* _Consignes_:
1 - Les affirmations suivantes s’accordent-elles avec l’extrait cité ? (a) Maradona vient d’un quartier défavorisé de la capitale argentine. (b) Le général Videla a renversé Juan Perón. (c) David Rockefeller dirigeait ses affaires depuis la Chase Manhattan Bank de Londres. Répondez par oui ou par non, en citant mot pour mot le passage décisif.
2 - D’après l’extrait cité, quelle fonction occupait José Alfredo Martinez de Hoz ?
3 - Reproduisez fidèlement l’extrait cité, de « Les cons discutent » jusqu’à « l’histoire du football. » inclus.

* _Extrait cité_:
■ ■ ■ ■ ■ ■ ■

Les cons discutent
Le couronnement de Lionel Messi en tant que champion du monde et capitaine de la sélection argentine a relancé un débat qui n’a lieu d’être !
Le burlesque ne tue plus, il est froid, méthodique, organisé, puissant, il tue dans le sens inverse désormais. L’amateur de football se doit de faire profil bas, se taire et accepter la mitraille médiatique provenant des organes de presse et des réseaux sociaux. Passons sur l’écrasante majorité des spécialistes qui vantent les mérites de Messi à tort et à travers. L’ordre marchand se dissimule derrière ces différentes postures de la presse. Les motivations des puissances d’argent de l’industrie football à déboulonner la statue de Maradona sont multiples, et nous allons essayer de comprendre ce qui est une volonté de réécrire l’histoire du football.
Maradona
Maradona est issu d’un barrio défavorisé de la capitale du pays. Enfant, il passe son temps sur les terrains vagues qui font office de terrain de jeu. D’essence péroniste sur le plan politique, Maradona devenu adulte est rapidement l’objet de l’attention du pouvoir incarné par le général Videla, qui a renversé Isabel Perón, veuve de Juan Perón. Videla dirige en partie le pays, car l’Argentine se trouve sous tutelle de divers conglomérats bancaires. David Rockefeller depuis son siège de la Chase Manhattan Bank à New York, en liaison avec son ami José Alfredo Martinez de Hoz, ministre de Videla érige les grandes lignes auquel le pays doit se tenir.
Renforcer le pouvoir de la classe possédante et de la grande bourgeoisie compradore, reconstruire la gauche marxiste tout en lui faisant endosser le rôle de victime du pouvoir dictatorial à travers le plan Condor, enfin, éliminé le justicialisme, l’extrême centre, parti du péronisme, du paysage politique pour le remplacer par la gauche reconstituée qui ne demande qu’à jouer son rôle d’opposition contrôlé.

■ ■ ■ ■ ■ ■ ■

* _Données fournies_:
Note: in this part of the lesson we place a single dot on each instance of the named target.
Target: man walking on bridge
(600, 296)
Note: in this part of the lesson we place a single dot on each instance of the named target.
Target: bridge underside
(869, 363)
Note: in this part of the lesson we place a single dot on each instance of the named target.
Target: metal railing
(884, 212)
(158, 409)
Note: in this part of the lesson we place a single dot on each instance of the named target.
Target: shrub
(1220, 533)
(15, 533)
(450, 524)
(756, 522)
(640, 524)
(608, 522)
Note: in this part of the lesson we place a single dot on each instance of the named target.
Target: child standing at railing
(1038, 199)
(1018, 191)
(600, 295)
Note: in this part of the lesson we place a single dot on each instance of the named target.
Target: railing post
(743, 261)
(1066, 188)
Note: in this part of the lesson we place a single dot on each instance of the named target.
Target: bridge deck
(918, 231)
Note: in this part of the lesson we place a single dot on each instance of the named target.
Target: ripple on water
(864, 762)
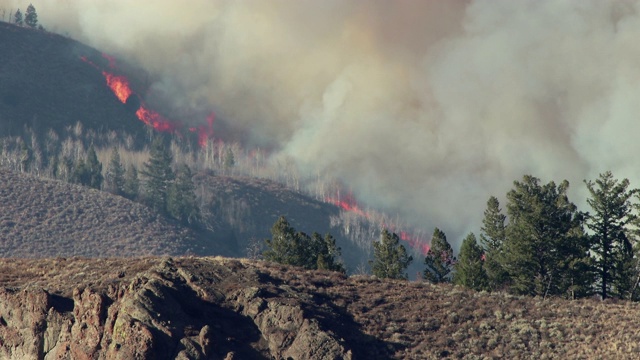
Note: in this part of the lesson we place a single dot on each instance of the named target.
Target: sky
(421, 108)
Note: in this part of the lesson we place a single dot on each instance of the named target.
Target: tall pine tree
(158, 175)
(439, 259)
(545, 240)
(612, 248)
(181, 200)
(493, 235)
(390, 258)
(469, 269)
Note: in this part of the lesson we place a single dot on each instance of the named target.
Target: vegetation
(390, 259)
(289, 247)
(469, 269)
(439, 260)
(31, 17)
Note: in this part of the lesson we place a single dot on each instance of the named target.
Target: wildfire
(119, 85)
(348, 203)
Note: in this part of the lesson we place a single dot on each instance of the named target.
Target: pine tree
(31, 17)
(17, 18)
(114, 178)
(94, 168)
(492, 238)
(545, 240)
(131, 183)
(390, 259)
(469, 269)
(289, 247)
(158, 174)
(181, 200)
(439, 259)
(325, 251)
(284, 245)
(613, 254)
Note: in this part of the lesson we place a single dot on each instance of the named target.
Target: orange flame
(348, 203)
(119, 85)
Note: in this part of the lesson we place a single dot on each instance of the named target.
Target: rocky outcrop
(208, 309)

■ ■ ■ ■ ■ ■ ■

* _Résultats par tâche_:
1 -
(a) Oui : « Maradona est issu d’un barrio défavorisé de la capitale du pays. »
(b) Non : « qui a renversé Isabel Perón, veuve de Juan Perón ».
(c) Non : « depuis son siège de la Chase Manhattan Bank à New York ».

2 - Il était ministre de Videla.

3 -
Les cons discutent
Le couronnement de Lionel Messi en tant que champion du monde et capitaine de la sélection argentine a relancé un débat qui n’a lieu d’être !
Le burlesque ne tue plus, il est froid, méthodique, organisé, puissant, il tue dans le sens inverse désormais. L’amateur de football se doit de faire profil bas, se taire et accepter la mitraille médiatique provenant des organes de presse et des réseaux sociaux. Passons sur l’écrasante majorité des spécialistes qui vantent les mérites de Messi à tort et à travers. L’ordre marchand se dissimule derrière ces différentes postures de la presse. Les motivations des puissances d’argent de l’industrie football à déboulonner la statue de Maradona sont multiples, et nous allons essayer de comprendre ce qui est une volonté de réécrire l’histoire du football.